* **Work order**
Reproduce each record exactly. The pictures should be skipped.

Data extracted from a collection
···
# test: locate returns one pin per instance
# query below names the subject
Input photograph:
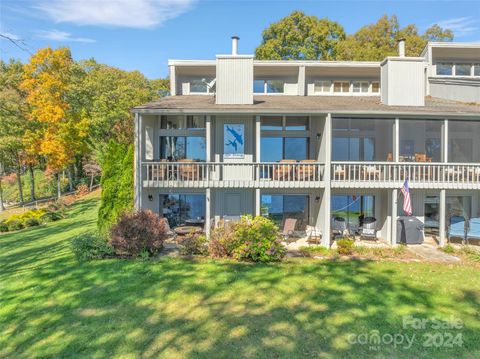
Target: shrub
(138, 231)
(345, 246)
(90, 245)
(32, 222)
(117, 184)
(15, 225)
(52, 216)
(223, 241)
(448, 249)
(314, 251)
(260, 240)
(3, 227)
(193, 244)
(82, 190)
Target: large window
(274, 149)
(174, 148)
(179, 208)
(280, 207)
(444, 69)
(420, 141)
(362, 139)
(353, 208)
(269, 86)
(201, 86)
(463, 141)
(179, 122)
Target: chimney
(235, 45)
(401, 47)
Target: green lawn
(52, 306)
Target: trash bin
(409, 230)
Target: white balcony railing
(209, 174)
(448, 175)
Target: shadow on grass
(54, 306)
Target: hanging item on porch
(234, 140)
(407, 204)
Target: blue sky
(144, 34)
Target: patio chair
(339, 172)
(189, 170)
(420, 157)
(457, 228)
(306, 172)
(473, 229)
(369, 228)
(339, 227)
(169, 231)
(288, 228)
(371, 172)
(284, 171)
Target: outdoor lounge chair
(284, 170)
(306, 172)
(473, 229)
(369, 228)
(288, 228)
(456, 228)
(339, 227)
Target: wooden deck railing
(230, 174)
(454, 173)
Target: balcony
(392, 175)
(232, 175)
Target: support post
(445, 141)
(138, 163)
(207, 212)
(443, 219)
(393, 231)
(257, 202)
(326, 198)
(396, 141)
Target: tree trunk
(19, 182)
(32, 182)
(59, 185)
(70, 178)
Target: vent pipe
(235, 45)
(401, 47)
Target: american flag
(407, 203)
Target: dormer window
(200, 86)
(323, 86)
(270, 86)
(444, 69)
(360, 87)
(341, 86)
(463, 69)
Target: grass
(53, 306)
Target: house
(313, 140)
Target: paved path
(432, 253)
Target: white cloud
(11, 36)
(461, 26)
(118, 13)
(61, 36)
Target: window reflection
(178, 208)
(280, 207)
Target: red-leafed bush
(137, 233)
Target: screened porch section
(362, 139)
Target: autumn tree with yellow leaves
(61, 130)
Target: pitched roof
(306, 104)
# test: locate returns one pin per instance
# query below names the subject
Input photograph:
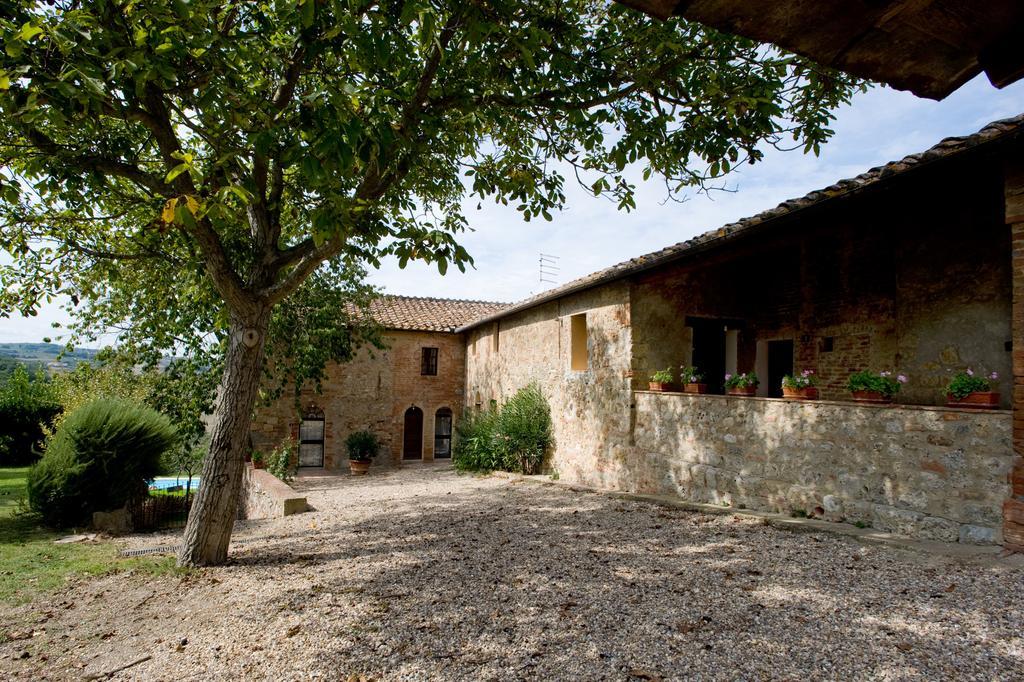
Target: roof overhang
(929, 47)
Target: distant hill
(43, 353)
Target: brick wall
(373, 392)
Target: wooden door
(412, 448)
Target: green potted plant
(660, 380)
(363, 446)
(968, 389)
(692, 380)
(801, 386)
(741, 384)
(878, 387)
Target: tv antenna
(549, 268)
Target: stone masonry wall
(933, 473)
(590, 409)
(893, 282)
(373, 392)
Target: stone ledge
(265, 496)
(977, 554)
(839, 403)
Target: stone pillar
(1013, 509)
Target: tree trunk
(215, 508)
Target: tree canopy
(178, 169)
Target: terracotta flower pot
(976, 400)
(806, 393)
(870, 396)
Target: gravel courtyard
(423, 573)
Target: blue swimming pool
(164, 482)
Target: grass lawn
(32, 564)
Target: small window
(311, 437)
(442, 433)
(428, 366)
(578, 331)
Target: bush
(516, 437)
(524, 430)
(100, 457)
(474, 442)
(282, 463)
(363, 445)
(28, 405)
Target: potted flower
(692, 380)
(363, 446)
(801, 386)
(868, 386)
(660, 380)
(741, 384)
(968, 389)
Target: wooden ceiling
(929, 47)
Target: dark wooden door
(779, 365)
(412, 444)
(709, 351)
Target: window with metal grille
(428, 366)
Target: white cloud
(879, 126)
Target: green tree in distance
(180, 169)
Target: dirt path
(425, 574)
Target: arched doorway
(442, 433)
(412, 443)
(311, 437)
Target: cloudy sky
(879, 126)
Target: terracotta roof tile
(429, 314)
(945, 148)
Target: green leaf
(29, 32)
(177, 170)
(308, 9)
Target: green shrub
(515, 437)
(524, 430)
(100, 456)
(474, 442)
(283, 463)
(28, 405)
(363, 445)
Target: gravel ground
(421, 573)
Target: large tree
(182, 166)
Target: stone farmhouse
(915, 266)
(409, 394)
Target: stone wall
(894, 281)
(372, 392)
(590, 409)
(264, 496)
(932, 473)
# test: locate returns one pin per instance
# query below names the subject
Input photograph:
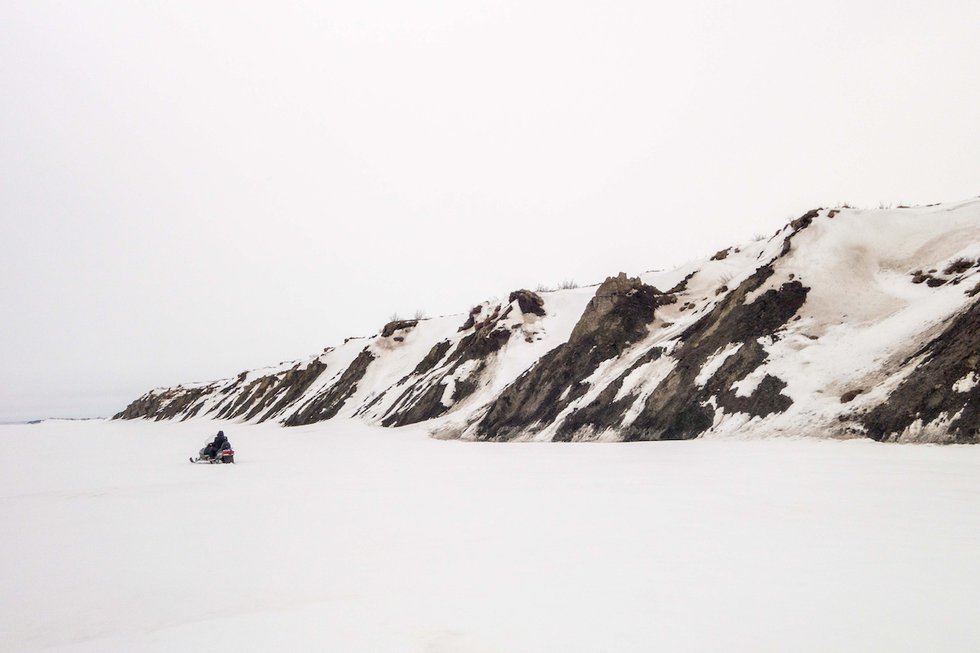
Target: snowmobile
(226, 455)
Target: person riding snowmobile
(220, 443)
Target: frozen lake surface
(342, 537)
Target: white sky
(191, 189)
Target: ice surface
(344, 537)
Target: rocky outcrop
(940, 399)
(731, 347)
(329, 402)
(616, 317)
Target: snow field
(345, 537)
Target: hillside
(845, 323)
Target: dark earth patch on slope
(678, 408)
(928, 392)
(329, 402)
(615, 317)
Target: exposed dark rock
(471, 319)
(419, 401)
(427, 406)
(166, 404)
(604, 412)
(529, 302)
(797, 226)
(390, 328)
(432, 358)
(328, 403)
(927, 393)
(616, 317)
(958, 266)
(293, 385)
(681, 285)
(463, 390)
(678, 408)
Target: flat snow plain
(342, 537)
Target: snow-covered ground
(345, 537)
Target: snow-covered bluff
(844, 323)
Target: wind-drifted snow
(344, 537)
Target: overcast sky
(191, 189)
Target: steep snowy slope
(845, 323)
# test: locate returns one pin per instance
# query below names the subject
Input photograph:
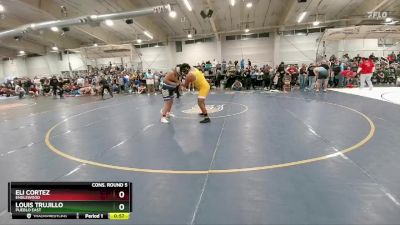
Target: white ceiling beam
(288, 12)
(24, 45)
(212, 21)
(144, 22)
(52, 10)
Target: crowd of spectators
(235, 75)
(120, 80)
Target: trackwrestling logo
(210, 109)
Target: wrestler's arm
(189, 79)
(170, 79)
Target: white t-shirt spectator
(80, 82)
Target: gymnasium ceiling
(264, 15)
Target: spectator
(366, 69)
(237, 85)
(322, 73)
(150, 82)
(19, 91)
(303, 77)
(33, 91)
(54, 85)
(311, 77)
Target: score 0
(377, 15)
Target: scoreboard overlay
(70, 200)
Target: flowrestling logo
(210, 109)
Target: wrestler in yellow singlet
(195, 76)
(200, 83)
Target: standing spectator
(237, 86)
(19, 91)
(253, 77)
(54, 85)
(104, 85)
(223, 66)
(303, 76)
(357, 58)
(281, 73)
(33, 91)
(149, 76)
(391, 58)
(321, 74)
(366, 69)
(266, 77)
(311, 77)
(292, 70)
(372, 56)
(336, 69)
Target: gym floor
(265, 158)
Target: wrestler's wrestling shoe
(205, 120)
(164, 120)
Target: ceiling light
(148, 34)
(187, 5)
(302, 15)
(172, 14)
(109, 23)
(316, 23)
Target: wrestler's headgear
(183, 69)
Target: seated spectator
(33, 91)
(322, 74)
(237, 86)
(141, 88)
(19, 91)
(287, 78)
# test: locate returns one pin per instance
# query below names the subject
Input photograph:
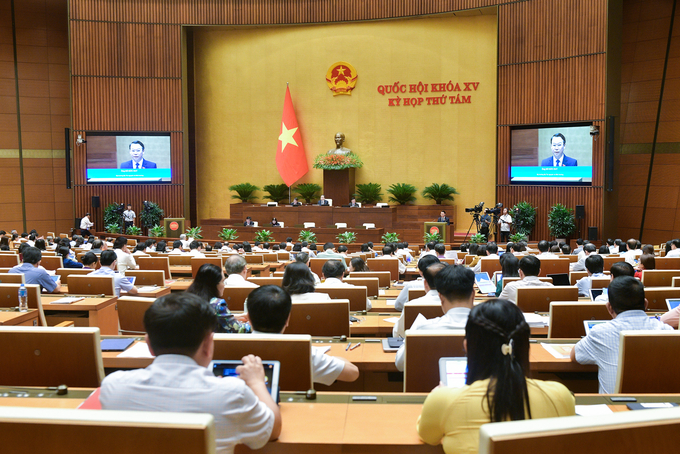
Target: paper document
(559, 351)
(139, 350)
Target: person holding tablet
(496, 389)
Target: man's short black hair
(107, 258)
(530, 265)
(31, 255)
(455, 282)
(595, 264)
(626, 294)
(622, 269)
(178, 323)
(268, 308)
(333, 268)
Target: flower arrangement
(337, 162)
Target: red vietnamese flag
(291, 160)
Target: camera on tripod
(475, 209)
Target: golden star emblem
(286, 136)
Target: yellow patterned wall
(241, 76)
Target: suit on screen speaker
(580, 212)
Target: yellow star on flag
(286, 136)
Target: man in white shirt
(491, 254)
(269, 311)
(180, 329)
(109, 263)
(431, 297)
(529, 269)
(332, 271)
(456, 287)
(85, 225)
(236, 271)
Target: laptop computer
(272, 369)
(484, 283)
(453, 371)
(560, 278)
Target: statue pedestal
(338, 185)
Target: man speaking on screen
(137, 155)
(557, 144)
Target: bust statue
(339, 149)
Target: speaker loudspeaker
(580, 211)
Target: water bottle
(23, 299)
···
* **Answer box**
# test: locate returns one pin per instance
# query below names the subject
Input photograph:
Target: shrub
(138, 231)
(345, 246)
(90, 245)
(32, 222)
(117, 184)
(15, 225)
(52, 216)
(223, 241)
(448, 249)
(314, 251)
(260, 240)
(3, 227)
(193, 244)
(82, 190)
Target: large window
(274, 149)
(174, 148)
(179, 208)
(280, 207)
(444, 69)
(420, 141)
(362, 139)
(353, 208)
(269, 86)
(201, 86)
(463, 141)
(179, 122)
Target: chimney
(235, 45)
(401, 47)
Target: green lawn
(52, 306)
Target: trash bin
(409, 230)
Target: white balcony railing
(209, 174)
(448, 175)
Target: shadow on grass
(54, 306)
Target: hanging item on porch
(234, 140)
(407, 204)
Target: blue sky
(144, 34)
Target: patio chair
(339, 172)
(189, 170)
(420, 157)
(457, 228)
(306, 172)
(473, 229)
(369, 228)
(339, 227)
(169, 231)
(288, 228)
(371, 172)
(284, 171)
Target: outdoor lounge chair
(284, 170)
(306, 172)
(473, 229)
(369, 228)
(288, 228)
(456, 228)
(339, 227)
Target: wooden deck railing
(230, 174)
(454, 173)
Target: balcony
(392, 175)
(232, 175)
Target: support post
(445, 141)
(138, 163)
(207, 212)
(443, 219)
(393, 231)
(257, 202)
(326, 198)
(396, 141)
Target: tree trunk
(19, 182)
(32, 182)
(59, 185)
(70, 178)
Target: vent pipe
(235, 45)
(401, 47)
Target: american flag
(407, 203)
Target: dormer window
(200, 86)
(323, 86)
(270, 86)
(444, 69)
(360, 87)
(341, 86)
(463, 69)
Target: grass
(53, 306)
Target: house
(313, 140)
Target: paved path
(432, 253)
Target: white cloud
(11, 36)
(461, 26)
(118, 13)
(61, 36)
Target: window reflection
(178, 208)
(280, 207)
Target: red-leafed bush
(137, 233)
Target: screened porch section
(362, 139)
Target: autumn tree with yellow leaves
(61, 130)
Target: pitched roof
(306, 104)
# test: locate returns one pin per instance
# query below names the subject
Input photograph:
Target: roof overhang
(929, 47)
Target: distant hill
(43, 353)
Target: brick wall
(373, 392)
Target: wooden door
(412, 448)
Target: green potted plant
(660, 380)
(363, 446)
(968, 389)
(692, 380)
(801, 386)
(741, 384)
(878, 387)
Target: tv antenna
(549, 268)
Target: stone masonry wall
(933, 473)
(590, 409)
(893, 282)
(373, 392)
Target: stone ledge
(265, 496)
(977, 554)
(839, 403)
Target: stone pillar
(1013, 509)
Target: tree trunk
(215, 508)
Target: tree canopy
(178, 169)
Target: terracotta flower pot
(976, 400)
(806, 393)
(870, 396)
Target: gravel courtyard
(423, 573)
Target: blue swimming pool
(164, 482)
Target: grass lawn
(32, 564)
Target: small window
(311, 437)
(442, 433)
(428, 366)
(578, 331)
Target: bush
(516, 437)
(524, 430)
(100, 457)
(474, 442)
(282, 463)
(363, 445)
(28, 405)
Target: potted flower
(692, 380)
(363, 446)
(801, 386)
(868, 386)
(660, 380)
(741, 384)
(968, 389)
Target: wooden ceiling
(929, 47)
Target: dark wooden door
(779, 365)
(412, 444)
(709, 351)
Target: window with metal grille
(428, 366)
Target: white cloud
(879, 126)
Target: green tree in distance
(180, 169)
Target: dirt path
(425, 574)
Target: arched doorway
(442, 433)
(412, 443)
(311, 437)
Target: cloudy sky
(879, 126)
Target: terracotta roof tile
(429, 314)
(945, 148)
Target: green leaf
(29, 32)
(177, 170)
(308, 9)
Target: green shrub
(515, 437)
(524, 430)
(100, 456)
(474, 442)
(283, 463)
(28, 405)
(363, 445)
Target: gravel ground
(421, 573)
Target: large tree
(182, 166)
Target: stone farmhouse
(915, 266)
(409, 394)
Target: stone wall
(894, 281)
(372, 392)
(590, 409)
(264, 496)
(932, 473)
# test: locate returns one pin per instance
# query below names the subject
Input photograph:
Target: snowmobile
(226, 455)
Target: person riding snowmobile
(220, 443)
Target: frozen lake surface
(342, 537)
Target: white sky
(191, 189)
Target: ice surface
(344, 537)
Target: rocky outcrop
(940, 399)
(731, 347)
(329, 402)
(616, 317)
Target: snow field
(345, 537)
Target: hillside
(845, 323)
Target: dark earth patch on slope
(678, 408)
(928, 392)
(329, 402)
(615, 317)
Target: exposed dark rock
(471, 319)
(419, 401)
(427, 406)
(166, 404)
(604, 412)
(529, 302)
(797, 226)
(390, 328)
(432, 358)
(328, 403)
(927, 393)
(616, 317)
(958, 266)
(293, 385)
(681, 285)
(463, 390)
(678, 408)
Target: flat snow plain
(342, 537)
Target: snow-covered ground
(345, 537)
Target: snow-covered bluff
(844, 323)
Target: wind-drifted snow
(344, 537)
Target: overcast sky
(191, 189)
Target: steep snowy slope
(845, 323)
# test: locate returns one pin per instance
# query below names the subject
Input photograph:
Target: white ceiling beam
(288, 12)
(24, 45)
(212, 21)
(144, 22)
(52, 10)
Target: crowd of spectators
(235, 75)
(120, 80)
Target: trackwrestling logo
(210, 109)
Target: wrestler's arm
(189, 79)
(170, 79)
Target: white t-shirt spectator
(80, 82)
Target: gymnasium ceiling
(264, 15)
Target: spectator
(366, 69)
(237, 85)
(322, 73)
(150, 82)
(19, 91)
(303, 77)
(33, 91)
(54, 85)
(311, 77)
Target: score 0
(377, 15)
Target: scoreboard overlay
(70, 200)
Target: flowrestling logo
(210, 109)
Target: wrestler in yellow singlet
(195, 76)
(200, 83)
Target: standing spectator
(237, 86)
(19, 91)
(253, 77)
(54, 85)
(104, 85)
(223, 66)
(303, 76)
(357, 58)
(281, 73)
(33, 91)
(149, 76)
(391, 58)
(321, 74)
(366, 69)
(266, 77)
(311, 77)
(292, 70)
(372, 56)
(336, 69)
Target: gym floor
(265, 158)
Target: wrestler's wrestling shoe
(205, 120)
(164, 120)
Target: ceiling light
(148, 34)
(187, 5)
(302, 15)
(172, 14)
(109, 23)
(316, 23)
Target: wrestler's headgear
(183, 69)
Target: seated spectator
(33, 91)
(322, 74)
(237, 86)
(141, 88)
(19, 91)
(287, 78)
# test: locate returns one pin per instance
# query below names the subject
Input photograph:
Target: paper document
(559, 351)
(139, 350)
Target: person holding tablet
(496, 389)
Target: man's short black hair
(107, 258)
(530, 265)
(31, 255)
(455, 282)
(595, 264)
(626, 294)
(622, 269)
(178, 323)
(268, 308)
(333, 268)
Target: flower arrangement
(337, 162)
Target: red vietnamese flag
(291, 160)
Target: camera on tripod
(475, 209)
Target: golden star emblem
(286, 136)
Target: yellow patterned wall
(241, 76)
Target: suit on screen speaker
(580, 212)
Target: yellow star on flag
(286, 136)
Target: man in white shirt
(491, 254)
(269, 311)
(180, 329)
(109, 263)
(431, 297)
(529, 269)
(332, 271)
(456, 287)
(85, 225)
(236, 271)
Target: laptop computer
(272, 369)
(484, 283)
(453, 371)
(560, 278)
Target: statue pedestal
(338, 185)
Target: man speaking on screen
(137, 155)
(557, 144)
Target: bust statue
(339, 149)
Target: speaker loudspeaker
(580, 211)
Target: water bottle
(23, 299)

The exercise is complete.